Knox County is located in the U.S. state of Tennessee. As of the 2020 census, the population was 478,971, making it the third-most populous county in Tennessee. Its county seat is Knoxville, which is the third-most populous city in Tennessee. Knox County is included in the Knoxville metropolitan area. The county is located at the geographical center of the Great Valley of East Tennessee. Near the heart of the county is the origin of the Tennessee River, at the confluence of the Holston and French Broad rivers.

History
Knox County was created after the American Revolutionary War on June 11, 1792, by Governor William Blount from parts of Greene and Hawkins counties. It was one of the few counties created when this area was still known as the Southwest Territory. It is one of nine United States counties named for American Revolutionary War general Henry Knox, who was appointed as the first United States Secretary of War. As population increased, parts of Knox County were taken out to form Blount (1795), Anderson (1801), Roane (1801), and Union (1850) counties.

In 1783, James White and Francis Alexander Ramsey led an expedition to explore the Upper Tennessee Valley, now within the boundaries of Knox County. White moved to what is now the Riverdale community in the eastern part of the county in 1785, and the following year constructed a fort a few miles to the west. A community developed around the fortified trading post, ultimately becoming the city of Knoxville. Governor Blount designated the fort as the capital of the Southwest Territory in 1790, and gave the new town the name "Knoxville" after his superior, Henry Knox.

Blount began construction of his house, Blount Mansion, in the early 1790s. This is one of a number of late eighteenth-century structures that have been preserved in the county. The house still stands in downtown Knoxville. The Alexander McMillan House, built in the mid-1780s by Alexander McMillan (1749–1837), still stands in eastern Knox County. The Alexander Bishop House, built by Stockley Donelson in 1793, and a log house built in the same year by Nicholas Gibbs both still stand in the northern part of the county. Campbell's Station, a fort and stagecoach stop located in what is now Farragut, was built by Captain David Campbell (1753–1832) in 1787. John Sevier established a plantation, known as Marble Springs, in the southern part of the county in the 1790s. He was active in leading raids against the Cherokee people, who for years resisted with force American settlement in their territory.

Civil War

Important railroad lines passed through Knox County, making it a strategic area both for Union and for Confederate forces throughout the Civil War. Since the mountainous terrain of East Tennessee was mostly unsuitable for plantation crops such as cotton, slavery was not as prevalent as it was in Middle and West Tennessee. The US 1860 census of Knox County showed a population of 20,020 white citizens and 2,370 enslaved African Americans. The lack of slavery combined with the vestiges of a once-strong abolitionist movement were two reasons most residents of Knox County, along with much of East Tennessee, were pro-Union. In February 1861, 89% of Knox Countians voted for the pro-Union ballot in a statewide referendum on secession. On June 8, 1861, the county voted against Tennessee's Ordinance of Secession by a margin of 3,108 to 1,226.

- **Data extract**
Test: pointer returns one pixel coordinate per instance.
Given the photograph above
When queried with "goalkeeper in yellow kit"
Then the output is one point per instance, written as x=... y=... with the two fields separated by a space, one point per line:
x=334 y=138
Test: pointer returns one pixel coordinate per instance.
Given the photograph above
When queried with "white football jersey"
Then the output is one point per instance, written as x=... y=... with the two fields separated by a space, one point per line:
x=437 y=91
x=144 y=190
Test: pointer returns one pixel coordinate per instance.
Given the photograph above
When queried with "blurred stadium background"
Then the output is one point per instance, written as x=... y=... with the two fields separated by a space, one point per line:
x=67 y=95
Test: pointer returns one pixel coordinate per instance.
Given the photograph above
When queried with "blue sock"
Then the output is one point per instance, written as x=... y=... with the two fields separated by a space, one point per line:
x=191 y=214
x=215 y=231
==
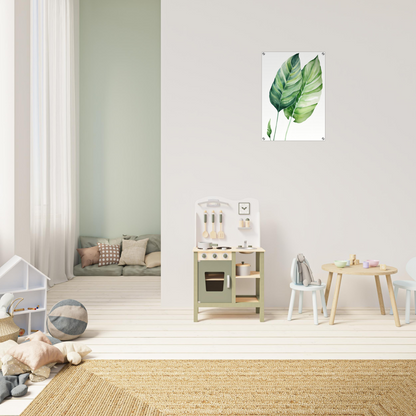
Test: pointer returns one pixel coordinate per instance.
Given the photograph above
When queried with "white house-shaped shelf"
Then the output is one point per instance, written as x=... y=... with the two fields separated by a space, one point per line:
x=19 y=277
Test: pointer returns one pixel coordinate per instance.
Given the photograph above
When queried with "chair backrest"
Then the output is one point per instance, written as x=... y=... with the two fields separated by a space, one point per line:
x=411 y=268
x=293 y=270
==
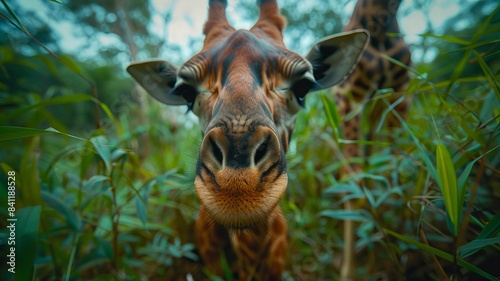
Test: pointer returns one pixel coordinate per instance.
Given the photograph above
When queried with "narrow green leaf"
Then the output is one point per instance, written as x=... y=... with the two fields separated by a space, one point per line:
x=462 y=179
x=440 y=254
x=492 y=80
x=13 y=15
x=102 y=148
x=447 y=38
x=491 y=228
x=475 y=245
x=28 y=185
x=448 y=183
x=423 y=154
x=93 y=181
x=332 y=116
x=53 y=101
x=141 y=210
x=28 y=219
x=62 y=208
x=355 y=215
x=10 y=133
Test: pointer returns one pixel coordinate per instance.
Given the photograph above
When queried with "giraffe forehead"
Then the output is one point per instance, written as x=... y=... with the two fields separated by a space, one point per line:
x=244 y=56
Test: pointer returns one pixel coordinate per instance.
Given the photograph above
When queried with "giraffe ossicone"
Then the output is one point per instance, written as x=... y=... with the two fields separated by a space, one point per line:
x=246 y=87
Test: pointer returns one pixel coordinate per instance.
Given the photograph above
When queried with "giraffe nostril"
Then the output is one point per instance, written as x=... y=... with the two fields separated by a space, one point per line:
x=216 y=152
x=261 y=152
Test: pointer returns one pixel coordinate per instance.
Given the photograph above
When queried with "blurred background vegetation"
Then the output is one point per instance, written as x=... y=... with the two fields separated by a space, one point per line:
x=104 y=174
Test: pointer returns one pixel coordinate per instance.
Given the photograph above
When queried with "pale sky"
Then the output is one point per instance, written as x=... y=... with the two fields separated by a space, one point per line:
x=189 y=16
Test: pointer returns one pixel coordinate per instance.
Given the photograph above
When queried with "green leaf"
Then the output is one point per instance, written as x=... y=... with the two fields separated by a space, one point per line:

- **Exercises**
**a.** According to the Knox County text, by what vote did the county reject Tennessee's Ordinance of Secession on June 8, 1861?
**b.** Collect every line of the rows that contains the string "blurred". Case counts, so only lines that match its capitalization qualify.

- **Response list**
**a.** 3,108 to 1,226

**b.**
When queried with "blurred stadium background"
When queried with "blurred background vegetation"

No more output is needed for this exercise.